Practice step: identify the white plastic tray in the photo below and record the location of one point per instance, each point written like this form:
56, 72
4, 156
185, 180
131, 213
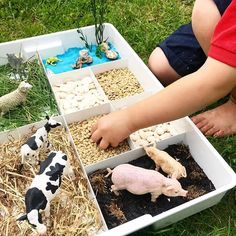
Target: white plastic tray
214, 166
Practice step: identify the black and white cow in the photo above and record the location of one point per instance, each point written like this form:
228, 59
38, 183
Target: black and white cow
44, 188
39, 140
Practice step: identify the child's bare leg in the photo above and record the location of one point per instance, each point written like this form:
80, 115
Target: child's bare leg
220, 121
202, 28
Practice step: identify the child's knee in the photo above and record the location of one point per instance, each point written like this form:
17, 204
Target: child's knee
155, 61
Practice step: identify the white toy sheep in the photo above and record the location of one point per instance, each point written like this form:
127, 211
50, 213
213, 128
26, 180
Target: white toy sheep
14, 98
....
▸ **WHAT TO PRODUCE**: Return the lines above, from the one containing "Practice step: identify the black" to the end, exactly as they stand.

▸ **OUTPUT**:
Practice step: identify the black and white cow in the photo above and record the location of one point per instance, each point written like this form:
228, 59
38, 183
Target: black and white cow
44, 188
39, 140
Practice step: identify the child's bare leg in the photo above and record the location of one point per instance, each point written like this form:
80, 115
Target: child's bare leg
220, 121
202, 28
Practice step: identify the child's knee in the photo above and record the location of one point per instance, each point written like this form:
17, 204
Target: child's knee
155, 61
Practice step: identify the white toy sheep in the photo above and record the location of one point per instance, each point written like this form:
127, 211
50, 213
213, 128
26, 180
Target: white toy sheep
14, 98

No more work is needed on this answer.